#### Stationary state

In preparation for dynamic reservoir simulation, initial reservoir conditions have to be determined. These are the initial hydraulic heads, the initial temperature field and the distribution of total dissolved solids. For this purpose, we modeled the steady state condition of the natural reservoir without any injection and production and set the initial hydraulic head to *h*(*x*_{i},*t*_{0}) = −185 m for the total domain. The initial temperature *T*(*x*_{i},*t*_{0}) was set at 137.5°C for the total domain, representing the temperature at the top of the reservoir. For the top layer we applied a constant temperature of *T*(*x*_{i},*t*) = 137.5°C for the total time of simulation. A terrestrial heat flow of *q*_{nT}(*x*_{i},*t*)=72 mW m^{−2} was applied to the bottom surface. For the mass concentration, we used 265 g l^{−1} as a starting value.

Data rows:
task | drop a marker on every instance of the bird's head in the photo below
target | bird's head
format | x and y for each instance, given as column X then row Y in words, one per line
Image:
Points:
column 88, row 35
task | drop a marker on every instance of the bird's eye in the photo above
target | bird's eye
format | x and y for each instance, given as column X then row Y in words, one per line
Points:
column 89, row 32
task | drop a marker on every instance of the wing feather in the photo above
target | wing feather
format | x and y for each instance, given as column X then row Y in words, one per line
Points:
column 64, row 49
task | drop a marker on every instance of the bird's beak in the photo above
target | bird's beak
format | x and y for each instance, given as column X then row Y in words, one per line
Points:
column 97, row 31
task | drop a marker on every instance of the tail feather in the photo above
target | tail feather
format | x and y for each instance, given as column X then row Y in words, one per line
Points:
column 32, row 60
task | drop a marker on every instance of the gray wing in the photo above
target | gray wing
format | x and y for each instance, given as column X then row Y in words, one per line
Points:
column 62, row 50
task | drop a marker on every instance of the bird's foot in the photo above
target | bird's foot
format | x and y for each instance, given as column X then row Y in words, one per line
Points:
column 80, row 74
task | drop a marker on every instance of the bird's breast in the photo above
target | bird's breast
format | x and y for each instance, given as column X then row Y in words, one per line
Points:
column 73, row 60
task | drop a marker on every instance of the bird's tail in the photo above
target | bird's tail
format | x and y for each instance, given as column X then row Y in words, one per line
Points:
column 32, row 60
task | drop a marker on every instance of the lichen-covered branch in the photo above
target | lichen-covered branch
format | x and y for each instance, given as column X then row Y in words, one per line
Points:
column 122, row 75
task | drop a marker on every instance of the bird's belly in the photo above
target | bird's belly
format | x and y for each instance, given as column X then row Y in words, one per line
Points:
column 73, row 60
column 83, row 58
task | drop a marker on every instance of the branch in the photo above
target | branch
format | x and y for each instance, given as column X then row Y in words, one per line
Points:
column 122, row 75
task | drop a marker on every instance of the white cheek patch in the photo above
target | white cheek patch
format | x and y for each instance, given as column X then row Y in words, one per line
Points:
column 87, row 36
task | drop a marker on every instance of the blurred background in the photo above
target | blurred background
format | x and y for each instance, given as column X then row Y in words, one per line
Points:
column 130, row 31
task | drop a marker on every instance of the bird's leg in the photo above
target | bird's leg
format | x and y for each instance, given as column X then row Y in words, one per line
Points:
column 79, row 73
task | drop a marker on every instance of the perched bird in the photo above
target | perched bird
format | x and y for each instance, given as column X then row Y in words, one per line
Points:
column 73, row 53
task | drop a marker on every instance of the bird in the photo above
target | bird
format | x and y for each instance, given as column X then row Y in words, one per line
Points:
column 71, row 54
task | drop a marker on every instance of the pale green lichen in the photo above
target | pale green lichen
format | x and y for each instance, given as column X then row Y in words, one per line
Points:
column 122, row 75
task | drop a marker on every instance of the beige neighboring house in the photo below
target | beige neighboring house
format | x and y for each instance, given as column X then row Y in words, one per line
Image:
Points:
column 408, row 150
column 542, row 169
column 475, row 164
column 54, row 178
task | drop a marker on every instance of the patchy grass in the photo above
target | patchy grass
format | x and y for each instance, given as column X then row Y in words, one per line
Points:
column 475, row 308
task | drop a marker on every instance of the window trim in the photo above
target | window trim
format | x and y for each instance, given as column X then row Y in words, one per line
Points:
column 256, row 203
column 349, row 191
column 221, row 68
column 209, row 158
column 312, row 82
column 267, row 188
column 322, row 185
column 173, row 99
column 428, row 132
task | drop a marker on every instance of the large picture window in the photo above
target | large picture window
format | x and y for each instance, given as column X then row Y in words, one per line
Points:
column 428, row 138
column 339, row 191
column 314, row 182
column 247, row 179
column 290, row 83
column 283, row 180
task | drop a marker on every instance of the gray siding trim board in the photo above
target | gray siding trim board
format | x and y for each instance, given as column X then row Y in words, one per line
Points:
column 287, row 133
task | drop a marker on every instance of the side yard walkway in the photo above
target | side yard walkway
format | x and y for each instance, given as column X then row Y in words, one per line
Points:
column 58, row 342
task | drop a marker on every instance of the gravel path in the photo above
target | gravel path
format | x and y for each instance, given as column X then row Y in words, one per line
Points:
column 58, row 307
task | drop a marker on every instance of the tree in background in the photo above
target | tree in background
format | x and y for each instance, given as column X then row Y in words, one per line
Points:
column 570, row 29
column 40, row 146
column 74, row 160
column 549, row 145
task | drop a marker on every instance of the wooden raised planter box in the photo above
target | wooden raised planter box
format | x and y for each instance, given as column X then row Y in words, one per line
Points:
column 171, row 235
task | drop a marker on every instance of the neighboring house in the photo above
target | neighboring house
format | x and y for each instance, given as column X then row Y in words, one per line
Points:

Instructions to follow:
Answer these questions from the stationary state section.
1. What initial hydraulic head was set for the total domain?
2. What terrestrial heat flow was applied to the bottom surface?
3. What starting value was used for the mass concentration?
Please rely only on the stationary state section, not on the items.

Exercise solution:
1. −185 m
2. 72 mW m⁻²
3. 265 g l⁻¹